REQUIRED ACTION:
Copy every line that holds the string "strap" from the data below.
=======
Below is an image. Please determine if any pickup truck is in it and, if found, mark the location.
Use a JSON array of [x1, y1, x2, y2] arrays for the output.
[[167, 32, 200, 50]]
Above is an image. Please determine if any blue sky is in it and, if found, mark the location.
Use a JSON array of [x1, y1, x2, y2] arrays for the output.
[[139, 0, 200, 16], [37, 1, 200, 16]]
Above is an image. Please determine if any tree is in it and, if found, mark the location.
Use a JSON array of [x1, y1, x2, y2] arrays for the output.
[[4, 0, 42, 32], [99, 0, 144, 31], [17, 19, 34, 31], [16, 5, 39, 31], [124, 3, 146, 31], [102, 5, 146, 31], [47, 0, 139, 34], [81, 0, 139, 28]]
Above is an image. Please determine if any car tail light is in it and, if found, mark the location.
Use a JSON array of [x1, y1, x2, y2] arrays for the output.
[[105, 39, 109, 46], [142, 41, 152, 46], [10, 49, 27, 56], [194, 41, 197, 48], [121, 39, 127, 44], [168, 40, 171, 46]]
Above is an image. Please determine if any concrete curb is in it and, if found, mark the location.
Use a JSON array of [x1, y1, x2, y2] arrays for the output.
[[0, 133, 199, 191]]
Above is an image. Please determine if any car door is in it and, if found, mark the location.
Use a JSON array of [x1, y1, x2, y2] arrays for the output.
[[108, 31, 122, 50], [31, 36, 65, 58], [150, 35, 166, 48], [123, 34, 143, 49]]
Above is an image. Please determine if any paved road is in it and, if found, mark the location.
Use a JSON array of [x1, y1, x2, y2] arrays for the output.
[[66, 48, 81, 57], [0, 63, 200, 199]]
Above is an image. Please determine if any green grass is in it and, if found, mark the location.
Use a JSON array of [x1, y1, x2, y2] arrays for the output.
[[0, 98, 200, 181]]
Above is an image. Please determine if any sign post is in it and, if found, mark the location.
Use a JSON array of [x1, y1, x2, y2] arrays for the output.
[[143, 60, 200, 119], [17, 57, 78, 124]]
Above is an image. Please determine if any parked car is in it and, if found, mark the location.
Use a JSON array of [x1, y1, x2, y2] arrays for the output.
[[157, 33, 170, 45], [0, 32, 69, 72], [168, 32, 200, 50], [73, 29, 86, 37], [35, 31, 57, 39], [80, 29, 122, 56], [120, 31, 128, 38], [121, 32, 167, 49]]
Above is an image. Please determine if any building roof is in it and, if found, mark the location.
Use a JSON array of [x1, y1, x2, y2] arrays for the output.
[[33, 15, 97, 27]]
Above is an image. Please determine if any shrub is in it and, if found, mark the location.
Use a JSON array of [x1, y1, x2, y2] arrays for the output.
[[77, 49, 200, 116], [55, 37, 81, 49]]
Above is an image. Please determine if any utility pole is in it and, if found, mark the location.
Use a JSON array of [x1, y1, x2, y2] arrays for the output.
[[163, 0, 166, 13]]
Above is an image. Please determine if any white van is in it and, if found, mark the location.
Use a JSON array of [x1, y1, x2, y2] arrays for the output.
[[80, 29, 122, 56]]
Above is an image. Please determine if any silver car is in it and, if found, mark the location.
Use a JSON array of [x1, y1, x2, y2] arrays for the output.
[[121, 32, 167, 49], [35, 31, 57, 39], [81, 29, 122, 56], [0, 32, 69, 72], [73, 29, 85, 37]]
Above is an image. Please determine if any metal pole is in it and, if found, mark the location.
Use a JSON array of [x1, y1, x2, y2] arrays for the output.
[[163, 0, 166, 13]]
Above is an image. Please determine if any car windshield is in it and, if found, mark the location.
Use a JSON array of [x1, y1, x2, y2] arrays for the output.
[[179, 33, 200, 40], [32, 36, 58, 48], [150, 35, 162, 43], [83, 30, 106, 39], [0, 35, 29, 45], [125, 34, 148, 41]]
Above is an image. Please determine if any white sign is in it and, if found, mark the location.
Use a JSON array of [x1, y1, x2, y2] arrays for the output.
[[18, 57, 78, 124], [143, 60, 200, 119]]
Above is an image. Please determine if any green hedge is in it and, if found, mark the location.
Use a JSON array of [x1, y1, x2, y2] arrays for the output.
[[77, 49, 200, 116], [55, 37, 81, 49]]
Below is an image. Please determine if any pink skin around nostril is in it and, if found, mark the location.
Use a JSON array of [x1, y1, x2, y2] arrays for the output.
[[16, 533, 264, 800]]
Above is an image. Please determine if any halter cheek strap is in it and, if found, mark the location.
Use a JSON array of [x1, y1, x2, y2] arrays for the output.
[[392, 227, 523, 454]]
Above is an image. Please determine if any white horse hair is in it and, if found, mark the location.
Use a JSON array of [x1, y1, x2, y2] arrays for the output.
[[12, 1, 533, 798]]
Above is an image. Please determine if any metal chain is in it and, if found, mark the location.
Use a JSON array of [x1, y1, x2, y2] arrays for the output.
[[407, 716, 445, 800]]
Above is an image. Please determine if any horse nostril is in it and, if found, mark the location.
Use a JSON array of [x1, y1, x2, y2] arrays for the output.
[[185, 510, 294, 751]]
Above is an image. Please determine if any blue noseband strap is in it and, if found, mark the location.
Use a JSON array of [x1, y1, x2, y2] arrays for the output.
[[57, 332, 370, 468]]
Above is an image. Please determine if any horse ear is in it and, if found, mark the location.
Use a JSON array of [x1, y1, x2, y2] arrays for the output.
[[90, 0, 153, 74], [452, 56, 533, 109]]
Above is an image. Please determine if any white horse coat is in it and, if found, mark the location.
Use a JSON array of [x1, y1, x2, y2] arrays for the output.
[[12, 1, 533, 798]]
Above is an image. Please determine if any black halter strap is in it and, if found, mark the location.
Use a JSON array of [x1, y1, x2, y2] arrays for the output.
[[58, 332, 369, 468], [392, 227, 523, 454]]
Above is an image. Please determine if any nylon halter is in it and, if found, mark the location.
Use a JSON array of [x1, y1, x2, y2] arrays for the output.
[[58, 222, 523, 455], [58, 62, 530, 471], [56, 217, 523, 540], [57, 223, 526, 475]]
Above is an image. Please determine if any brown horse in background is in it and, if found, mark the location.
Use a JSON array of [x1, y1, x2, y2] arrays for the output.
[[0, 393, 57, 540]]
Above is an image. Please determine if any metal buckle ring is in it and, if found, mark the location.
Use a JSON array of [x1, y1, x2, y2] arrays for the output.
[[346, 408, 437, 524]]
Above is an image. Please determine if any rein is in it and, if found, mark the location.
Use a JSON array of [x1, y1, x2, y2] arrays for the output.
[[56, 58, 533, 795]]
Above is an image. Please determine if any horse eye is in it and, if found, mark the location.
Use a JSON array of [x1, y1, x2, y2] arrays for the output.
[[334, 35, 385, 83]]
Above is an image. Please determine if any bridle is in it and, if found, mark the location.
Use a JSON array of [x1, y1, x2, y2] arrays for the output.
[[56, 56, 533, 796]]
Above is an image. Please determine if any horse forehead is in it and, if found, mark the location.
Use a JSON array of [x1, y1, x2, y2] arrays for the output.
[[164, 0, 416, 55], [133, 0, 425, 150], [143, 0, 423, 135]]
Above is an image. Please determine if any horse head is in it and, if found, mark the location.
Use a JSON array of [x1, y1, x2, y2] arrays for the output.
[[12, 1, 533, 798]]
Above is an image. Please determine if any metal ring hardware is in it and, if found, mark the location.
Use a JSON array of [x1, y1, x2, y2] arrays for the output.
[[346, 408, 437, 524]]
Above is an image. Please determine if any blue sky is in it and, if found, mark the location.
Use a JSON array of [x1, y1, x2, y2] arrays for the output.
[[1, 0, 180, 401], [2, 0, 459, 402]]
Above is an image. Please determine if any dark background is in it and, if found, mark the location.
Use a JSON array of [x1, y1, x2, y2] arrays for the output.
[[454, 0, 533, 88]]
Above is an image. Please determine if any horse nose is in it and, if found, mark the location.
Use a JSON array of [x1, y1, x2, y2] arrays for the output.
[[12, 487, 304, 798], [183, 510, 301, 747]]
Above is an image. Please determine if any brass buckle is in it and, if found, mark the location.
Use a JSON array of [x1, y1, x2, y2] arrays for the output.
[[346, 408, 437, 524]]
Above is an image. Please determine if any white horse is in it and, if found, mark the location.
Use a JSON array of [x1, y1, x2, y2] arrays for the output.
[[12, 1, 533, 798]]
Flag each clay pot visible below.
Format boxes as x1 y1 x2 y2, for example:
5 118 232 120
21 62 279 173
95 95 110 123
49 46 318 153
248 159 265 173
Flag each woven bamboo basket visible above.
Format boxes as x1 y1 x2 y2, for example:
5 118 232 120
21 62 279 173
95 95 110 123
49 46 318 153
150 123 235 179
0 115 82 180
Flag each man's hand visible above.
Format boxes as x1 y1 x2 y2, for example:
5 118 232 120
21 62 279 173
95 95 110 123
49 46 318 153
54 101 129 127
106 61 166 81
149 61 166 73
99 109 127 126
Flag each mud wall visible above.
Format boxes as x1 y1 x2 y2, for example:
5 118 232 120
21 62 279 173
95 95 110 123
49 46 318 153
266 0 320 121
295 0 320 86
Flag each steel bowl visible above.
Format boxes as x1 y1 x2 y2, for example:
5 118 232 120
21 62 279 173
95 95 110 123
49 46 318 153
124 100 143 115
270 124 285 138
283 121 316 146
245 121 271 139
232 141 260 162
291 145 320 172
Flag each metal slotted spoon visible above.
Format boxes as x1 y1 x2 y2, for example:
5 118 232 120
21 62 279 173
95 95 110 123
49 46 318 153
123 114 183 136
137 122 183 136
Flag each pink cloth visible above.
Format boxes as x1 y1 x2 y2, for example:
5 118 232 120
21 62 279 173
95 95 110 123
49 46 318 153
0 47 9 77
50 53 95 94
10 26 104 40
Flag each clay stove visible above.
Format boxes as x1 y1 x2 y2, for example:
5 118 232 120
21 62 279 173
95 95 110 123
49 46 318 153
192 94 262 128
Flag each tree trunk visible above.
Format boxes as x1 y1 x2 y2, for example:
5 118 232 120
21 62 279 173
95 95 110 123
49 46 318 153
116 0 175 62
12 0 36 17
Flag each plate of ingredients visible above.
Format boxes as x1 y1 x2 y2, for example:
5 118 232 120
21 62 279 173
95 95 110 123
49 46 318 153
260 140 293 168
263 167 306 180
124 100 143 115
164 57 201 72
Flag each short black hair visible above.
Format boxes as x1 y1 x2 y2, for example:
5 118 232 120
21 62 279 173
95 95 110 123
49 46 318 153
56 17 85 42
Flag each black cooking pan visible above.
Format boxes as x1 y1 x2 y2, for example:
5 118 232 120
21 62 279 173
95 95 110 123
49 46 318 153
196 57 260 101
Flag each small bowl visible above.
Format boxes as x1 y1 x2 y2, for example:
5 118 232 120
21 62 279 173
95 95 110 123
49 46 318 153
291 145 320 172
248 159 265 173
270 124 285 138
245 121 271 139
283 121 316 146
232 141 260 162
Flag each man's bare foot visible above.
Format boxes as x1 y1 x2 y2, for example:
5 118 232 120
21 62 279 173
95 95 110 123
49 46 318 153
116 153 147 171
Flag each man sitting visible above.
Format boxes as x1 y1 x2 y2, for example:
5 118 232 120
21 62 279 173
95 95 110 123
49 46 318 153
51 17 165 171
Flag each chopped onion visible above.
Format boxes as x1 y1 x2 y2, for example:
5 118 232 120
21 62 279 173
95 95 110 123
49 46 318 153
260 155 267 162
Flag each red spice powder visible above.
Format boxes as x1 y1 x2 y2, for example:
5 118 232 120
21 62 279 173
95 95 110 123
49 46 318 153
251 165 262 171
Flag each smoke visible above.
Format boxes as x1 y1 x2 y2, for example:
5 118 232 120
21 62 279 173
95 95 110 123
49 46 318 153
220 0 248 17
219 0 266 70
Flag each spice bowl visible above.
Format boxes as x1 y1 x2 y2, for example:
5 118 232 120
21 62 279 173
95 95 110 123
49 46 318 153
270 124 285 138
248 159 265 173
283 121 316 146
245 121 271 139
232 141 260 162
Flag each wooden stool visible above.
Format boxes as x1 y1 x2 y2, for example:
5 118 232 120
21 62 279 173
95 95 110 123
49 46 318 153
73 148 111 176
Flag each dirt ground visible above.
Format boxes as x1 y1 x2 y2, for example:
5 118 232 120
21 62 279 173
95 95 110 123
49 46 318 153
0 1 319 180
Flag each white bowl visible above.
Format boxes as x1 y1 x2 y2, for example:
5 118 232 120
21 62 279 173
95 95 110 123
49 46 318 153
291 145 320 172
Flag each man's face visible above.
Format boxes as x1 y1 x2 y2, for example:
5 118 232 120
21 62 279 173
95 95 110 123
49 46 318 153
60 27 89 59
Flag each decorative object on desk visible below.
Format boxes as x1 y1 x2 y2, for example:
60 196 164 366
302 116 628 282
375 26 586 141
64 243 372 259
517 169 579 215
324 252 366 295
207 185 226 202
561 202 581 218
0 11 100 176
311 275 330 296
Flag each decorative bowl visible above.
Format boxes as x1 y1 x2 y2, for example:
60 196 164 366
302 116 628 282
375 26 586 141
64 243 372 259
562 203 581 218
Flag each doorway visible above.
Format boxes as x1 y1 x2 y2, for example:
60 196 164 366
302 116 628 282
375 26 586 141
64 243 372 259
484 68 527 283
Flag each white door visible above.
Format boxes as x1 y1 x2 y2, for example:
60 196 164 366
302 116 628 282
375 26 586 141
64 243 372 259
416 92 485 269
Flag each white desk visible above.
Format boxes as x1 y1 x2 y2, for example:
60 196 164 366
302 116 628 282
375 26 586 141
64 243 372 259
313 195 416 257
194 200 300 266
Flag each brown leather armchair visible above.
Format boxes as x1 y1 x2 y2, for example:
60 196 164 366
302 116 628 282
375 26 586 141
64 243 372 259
=======
SOLUTION TO THIS TASK:
Above is an image. Please determine if any halter cheek strap is in it and, if found, mark the location.
Above is an image. Please determine if any blue noseband strap is in it and, if found, mark the location.
Above is an image. Please determine if any black halter strap is in it and, if found, mark the location.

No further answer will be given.